— TEXT PROVIDED —
· · · · ·

Cell 2 has a biasing layer BL2 associated with free layer 210 and cell 1 has a biasing layer BL1 associated with free layer 110. In the embodiment of FIG. 6 each biasing layer is located in the stack of layers making up the memory unit 100 and comprises a hard-axis bias (HAB) layer, an AF HAB pinning layer exchange coupled to the HAB layer, and a spacer layer between the HAB layer and the associated free layer. Each of HAB1 (layer 170) and HAB2 (layer 270) is formed of a ferromagnetic material, such as an alloy of one or more of Co, Ni and Fe. Each of the spacer layers (layers 180, 280) is a nonmagnetic material, such as Ta or NiCr, that physically separates the HAB layer from its associated free layer and thus prevents direct ferromagnetic coupling of the HAB with its associated free layer. HAB 1170 has a magnetic moment 172 in the −Y direction and HAB2270 has a magnetic moment 272 in the +Y direction. This enables the two HAB layers to generate hard-axis biasing fields that are antiparallel. However, each HAB has its moment parallel to the hard axis of its associated free layer which results in magnetostatic coupling with its associated free layer across the spacer layer. This is depicted for HAB1170 and free layer 110 by dotted lines 174 representing a hard-axis biasing field in the +Y direction, and for HAB2270 and free layer 210 by dotted lines 274 representing a hard-axis biasing field in the −Y direction.
The process for fabricating the MRAM with memory units 100, like that depicted in FIG. 6, uses well-known film deposition and lithographic processes, but will be briefly described here. There are two types of AF pinning materials used in the industry. The Type I AF materials, such as NiMn, PtMn and PtPdMn, require a magnetic annealing time on the order of a few hours to set or alter the exchange direction. The Type II AF materials, such as FeMn and IrMn, require a very short magnetic annealing time, on the order of nanoseconds to set or alter the exchange direction. The memory unit 100 shown in FIG. 6 calls for three different AF exchange directions during fabrication. This can be achieved by using materials with three different blocking temperatures, Tb, where Tb1>Tb2>Tb3. The Type I AF pinning material with the highest temperature Tb1 is chosen for AF pinning layers 240 and 140. The Type II AF pinning materials with the properties of Tb2 and Tb3 are used for AF HAB pinning layer 2 (layer 260) and AF HAB pinning layer 1 (layer 160), respectively.

· · · · ·

— PROBLEM REQUIREMENTS —
According to the MRAM passage, why is there no direct ferromagnetic coupling between each HAB layer and its associated free layer?

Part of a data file
· · · · ·

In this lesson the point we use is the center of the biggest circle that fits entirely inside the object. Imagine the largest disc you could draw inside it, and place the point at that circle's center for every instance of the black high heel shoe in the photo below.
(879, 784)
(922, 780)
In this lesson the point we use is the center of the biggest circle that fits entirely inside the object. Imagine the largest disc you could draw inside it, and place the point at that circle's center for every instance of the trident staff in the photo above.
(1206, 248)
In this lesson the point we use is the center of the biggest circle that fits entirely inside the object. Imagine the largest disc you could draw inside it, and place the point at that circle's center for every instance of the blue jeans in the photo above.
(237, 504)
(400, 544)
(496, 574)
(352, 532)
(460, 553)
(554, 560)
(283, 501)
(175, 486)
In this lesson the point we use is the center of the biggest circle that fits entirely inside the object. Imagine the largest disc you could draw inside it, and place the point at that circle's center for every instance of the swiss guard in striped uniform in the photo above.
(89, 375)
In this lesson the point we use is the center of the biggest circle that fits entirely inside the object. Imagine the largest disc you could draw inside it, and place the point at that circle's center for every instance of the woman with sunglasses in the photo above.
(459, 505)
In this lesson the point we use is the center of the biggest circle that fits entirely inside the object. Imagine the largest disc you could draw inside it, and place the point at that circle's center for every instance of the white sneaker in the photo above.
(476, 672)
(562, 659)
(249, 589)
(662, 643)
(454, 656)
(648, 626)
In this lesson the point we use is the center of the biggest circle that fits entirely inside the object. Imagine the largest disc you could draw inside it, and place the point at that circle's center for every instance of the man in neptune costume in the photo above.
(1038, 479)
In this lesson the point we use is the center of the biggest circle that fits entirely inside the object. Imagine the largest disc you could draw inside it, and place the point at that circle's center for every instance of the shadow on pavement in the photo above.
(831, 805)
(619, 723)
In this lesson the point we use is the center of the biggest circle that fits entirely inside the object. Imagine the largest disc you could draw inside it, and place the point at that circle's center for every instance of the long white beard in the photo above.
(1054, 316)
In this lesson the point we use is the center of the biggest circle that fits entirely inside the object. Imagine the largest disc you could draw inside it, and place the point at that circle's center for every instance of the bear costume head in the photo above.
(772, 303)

· · · · ·

— WRITTEN REPLY —
Each HAB layer is separated from its free layer by a spacer layer (layers 180 and 280) made of a nonmagnetic material such as Ta or NiCr. Because this layer physically separates the two, it prevents direct ferromagnetic coupling between them.